START Material for the task

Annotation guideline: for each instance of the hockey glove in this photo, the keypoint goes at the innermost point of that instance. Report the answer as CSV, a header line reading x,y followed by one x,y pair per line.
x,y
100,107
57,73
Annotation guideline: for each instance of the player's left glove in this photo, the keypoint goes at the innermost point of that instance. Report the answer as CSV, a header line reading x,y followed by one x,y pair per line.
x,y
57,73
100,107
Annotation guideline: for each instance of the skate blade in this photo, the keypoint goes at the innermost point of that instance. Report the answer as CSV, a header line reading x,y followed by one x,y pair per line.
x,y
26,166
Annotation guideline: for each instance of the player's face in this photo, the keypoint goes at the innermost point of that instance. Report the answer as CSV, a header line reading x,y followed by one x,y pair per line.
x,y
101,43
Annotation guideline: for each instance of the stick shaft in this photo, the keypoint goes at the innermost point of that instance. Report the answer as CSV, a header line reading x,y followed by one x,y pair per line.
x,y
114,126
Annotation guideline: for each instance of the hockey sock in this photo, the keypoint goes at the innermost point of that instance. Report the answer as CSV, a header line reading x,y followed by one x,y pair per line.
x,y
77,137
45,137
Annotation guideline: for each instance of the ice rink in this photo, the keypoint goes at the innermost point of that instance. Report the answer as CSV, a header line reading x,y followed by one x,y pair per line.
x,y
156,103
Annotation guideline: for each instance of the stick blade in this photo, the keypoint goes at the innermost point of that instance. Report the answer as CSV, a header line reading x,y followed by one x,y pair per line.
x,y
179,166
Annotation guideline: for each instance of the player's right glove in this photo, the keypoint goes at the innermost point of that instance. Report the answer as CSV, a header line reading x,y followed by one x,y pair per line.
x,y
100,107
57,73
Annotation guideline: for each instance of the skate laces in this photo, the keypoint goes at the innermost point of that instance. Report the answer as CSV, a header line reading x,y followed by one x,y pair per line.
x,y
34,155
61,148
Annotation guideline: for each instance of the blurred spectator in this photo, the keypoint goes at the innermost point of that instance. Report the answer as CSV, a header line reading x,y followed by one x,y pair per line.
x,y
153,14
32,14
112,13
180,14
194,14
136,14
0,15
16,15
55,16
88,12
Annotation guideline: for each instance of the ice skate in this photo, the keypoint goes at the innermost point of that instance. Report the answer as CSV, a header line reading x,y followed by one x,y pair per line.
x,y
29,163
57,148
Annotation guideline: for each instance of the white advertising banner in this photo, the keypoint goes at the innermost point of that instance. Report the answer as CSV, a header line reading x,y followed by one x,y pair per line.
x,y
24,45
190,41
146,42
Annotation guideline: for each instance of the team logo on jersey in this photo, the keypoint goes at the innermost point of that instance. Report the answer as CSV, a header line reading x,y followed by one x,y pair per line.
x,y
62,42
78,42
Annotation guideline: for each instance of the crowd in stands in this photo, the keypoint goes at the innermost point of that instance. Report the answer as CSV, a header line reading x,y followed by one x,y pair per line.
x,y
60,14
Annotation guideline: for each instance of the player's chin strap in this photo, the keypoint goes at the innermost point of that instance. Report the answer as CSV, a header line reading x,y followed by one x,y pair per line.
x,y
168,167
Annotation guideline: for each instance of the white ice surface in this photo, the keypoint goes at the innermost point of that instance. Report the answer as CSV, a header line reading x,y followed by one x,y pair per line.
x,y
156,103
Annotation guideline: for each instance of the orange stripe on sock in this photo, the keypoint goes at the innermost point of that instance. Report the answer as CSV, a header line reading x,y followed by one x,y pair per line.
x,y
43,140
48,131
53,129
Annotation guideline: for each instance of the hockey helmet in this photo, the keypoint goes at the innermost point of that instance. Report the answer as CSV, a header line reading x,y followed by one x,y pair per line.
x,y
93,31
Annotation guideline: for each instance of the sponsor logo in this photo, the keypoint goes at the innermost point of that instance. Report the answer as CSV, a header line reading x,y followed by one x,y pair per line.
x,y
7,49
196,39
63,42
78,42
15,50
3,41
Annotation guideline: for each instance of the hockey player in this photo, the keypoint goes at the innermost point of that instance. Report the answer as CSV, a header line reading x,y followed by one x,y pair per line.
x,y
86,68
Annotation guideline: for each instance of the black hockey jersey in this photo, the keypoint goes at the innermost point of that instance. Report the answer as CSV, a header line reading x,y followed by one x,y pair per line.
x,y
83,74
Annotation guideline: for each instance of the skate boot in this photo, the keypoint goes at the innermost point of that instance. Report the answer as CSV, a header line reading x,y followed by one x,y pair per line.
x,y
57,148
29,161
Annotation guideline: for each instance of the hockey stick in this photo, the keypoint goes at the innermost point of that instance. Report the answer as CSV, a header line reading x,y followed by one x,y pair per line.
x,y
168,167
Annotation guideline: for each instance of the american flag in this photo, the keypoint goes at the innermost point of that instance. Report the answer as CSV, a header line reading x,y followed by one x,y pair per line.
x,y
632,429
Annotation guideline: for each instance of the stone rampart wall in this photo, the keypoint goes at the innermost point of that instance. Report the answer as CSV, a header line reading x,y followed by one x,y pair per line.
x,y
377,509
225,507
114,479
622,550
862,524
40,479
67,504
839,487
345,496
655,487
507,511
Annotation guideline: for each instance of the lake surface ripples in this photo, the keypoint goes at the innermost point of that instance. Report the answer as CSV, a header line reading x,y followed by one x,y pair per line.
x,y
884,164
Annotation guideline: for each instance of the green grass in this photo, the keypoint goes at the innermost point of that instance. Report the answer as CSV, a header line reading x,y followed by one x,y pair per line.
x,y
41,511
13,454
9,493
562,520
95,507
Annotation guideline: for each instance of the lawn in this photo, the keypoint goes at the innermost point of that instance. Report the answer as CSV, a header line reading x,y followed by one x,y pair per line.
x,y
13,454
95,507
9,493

END Material for the task

• _What needs to be done_: Recopy the records without any alteration.

• _Response to the exercise_:
Annotation guideline: for each instance of the hockey glove in this photo, the keypoint goes at the innermost point of that instance. Report the answer as CSV, a header line reading x,y followed by one x,y pair per line.
x,y
100,107
57,73
Annotation guideline: for each instance of the player's left glove in this photo, the keypoint goes at the innermost point of that instance. Report the answer as CSV, a header line reading x,y followed by one x,y pair per line.
x,y
57,73
100,107
Annotation guideline: for each instance of the skate blade in this photo, the keypoint goes at the innermost point of that instance. Report the answer as CSV, a header line reading x,y followed by one x,y pair per line.
x,y
26,166
Annotation guideline: for each instance of the player's face in this photo, the keypoint goes at the innermost point of that instance. Report the answer as CSV, a header line reading x,y followed by one x,y pair per line.
x,y
101,43
Annotation guideline: for each instance of the stick shaft in this photo, the keypoint goes at the innermost point of that instance. Report the answer as CSV, a header line reading x,y followed by one x,y pair per line.
x,y
114,126
Annotation guideline: for each instance of the hockey sock in this photo, the keypoint goes at the innermost point of that instance. Report the answer as CSV, a header line reading x,y followed by one x,y pair per line.
x,y
77,137
45,137
Annotation guideline: for each instance of the ice rink in this photo, the keypoint goes at the innermost point of that instance. Report the answer as CSV, a header line reading x,y followed by one x,y pair per line.
x,y
156,103
Annotation guideline: for each instance of the stick blade in this photo, the keypoint goes at the innermost point of that instance. Report the answer as CSV, a header line reading x,y followed by one x,y pair per line.
x,y
179,166
Annotation guideline: for each instance of the player's right glove in this photo, the keypoint goes at the innermost point of that instance. Report the answer as CSV, a header line reading x,y followed by one x,y pair per line.
x,y
100,107
57,73
Annotation guideline: for each instance of the skate laces in this photo, the keypoint goes at the innermost point of that instance. Report the answer as CSV, a header line reading x,y followed by one x,y pair per line.
x,y
34,155
61,148
Annotation guideline: for each instance of the blurred spectator in this photo, the keypoint goes at the innermost point of that instance. Report the answer as CSV, a header line reading x,y followed by one x,y pair per line.
x,y
153,14
32,14
112,13
180,14
194,14
136,14
0,15
16,15
55,16
88,12
Annotation guideline: for each instance of the ice skate in this photo, the keypoint goes at the innermost point of that instance. Report the answer as CSV, a header line reading x,y followed by one x,y pair per line.
x,y
29,163
57,148
Annotation guideline: for each instance of the white advertising banner in this photo, the keypoint goes at the innermost point of that instance. Report the answer as CSV, a header line reading x,y followed by one x,y pair per line.
x,y
24,45
190,41
146,42
Annotation guideline: for each instance of the team logo on jersey in this photo, the keypoint goes at the innermost point of that instance. Report the answer as CSV, a header line reading x,y followed by one x,y pair per line.
x,y
62,42
78,42
Annotation guideline: for each instance of the crowd in stands in this photo, the keypoint goes at the innermost point of that instance. Report the answer as CSV, a header line reading x,y followed by one x,y pair per line.
x,y
60,14
Annotation guideline: for each instance of the player's chin strap in this photo, the keypoint goes at the innermost point of that instance. Report the answer as CSV, a header line reading x,y followed by one x,y pair per line.
x,y
168,167
Annotation guideline: for each instance of the white ice surface in this photo, the keypoint goes at the innermost point of that instance. Report the answer as CSV, a header line reading x,y followed by one x,y pair per line.
x,y
156,103
Annotation guideline: for each instance of the orange stripe on sock in this photo, the keypoint goes at the innermost point of that instance. Report the answer as CSV, a header line reading x,y followed by one x,y pair per line.
x,y
43,140
48,131
53,129
Annotation guideline: for each instance of the hockey helmet in this photo, the keypoint goes at the innermost point of that instance. Report the answer as CSV, a header line reading x,y followed by one x,y pair per line.
x,y
93,31
Annotation guideline: for each instance of the sponsor logo in this photo, the keypoint goes at the innermost point of that instance. Report the answer as CSV, a header line reading x,y followed by one x,y pair per line.
x,y
7,49
196,39
63,42
78,42
15,50
3,41
Annotation guideline: for each instance of the hockey player in this photo, the keypoint goes at the innermost point of that instance. Report the answer as CSV, a header line reading x,y followed by one x,y pair per line.
x,y
86,68
Annotation guideline: for each instance of the black hockey jersey in this photo, the keypoint goes at the innermost point of that instance. Report the answer as CSV, a header line reading x,y followed by one x,y pair per line.
x,y
83,74
Annotation guideline: for each instance of the skate boot in this photo, the keypoint goes at the innermost point of that instance. Report the answer as CSV, a header line reading x,y followed by one x,y pair per line.
x,y
57,148
29,161
Annotation guideline: for each instance of the hockey stick in this photo, the keypoint goes at the innermost point of that instance. Report the answer as CSV, a header line reading x,y followed by one x,y pair per line.
x,y
168,167
Annotation guideline: for each instance of the american flag in this photo, the keypoint goes at the innermost point of that instance. Report the answer as CSV, a header line reading x,y followed by one x,y pair per line.
x,y
632,429
Annotation guideline: for each instance of the stone rampart wall in this photo, the keypoint goes at the innermost point of that instance. Report the answer as CSV, a header line reading x,y followed by one x,y pair per line.
x,y
377,509
225,507
114,479
622,550
862,524
40,479
67,504
839,487
345,496
655,487
507,511
Annotation guideline: for each instance of the lake surface ripples in this photo, the keypoint goes at the innermost point of that instance. Report the answer as CSV, a header line reading x,y followed by one x,y pair per line.
x,y
884,164
Annotation guideline: for each instance of the green grass in this photo, the keypoint goes at the innermost point of that instance. Report the answer as CSV, a header line reading x,y followed by one x,y pair per line.
x,y
41,511
13,454
9,493
562,520
95,507
Annotation guideline: for each instance of the lawn in this photo, the keypoint goes at the innermost point of that instance. Report the answer as CSV, a header line reading x,y followed by one x,y pair per line.
x,y
13,454
95,507
9,493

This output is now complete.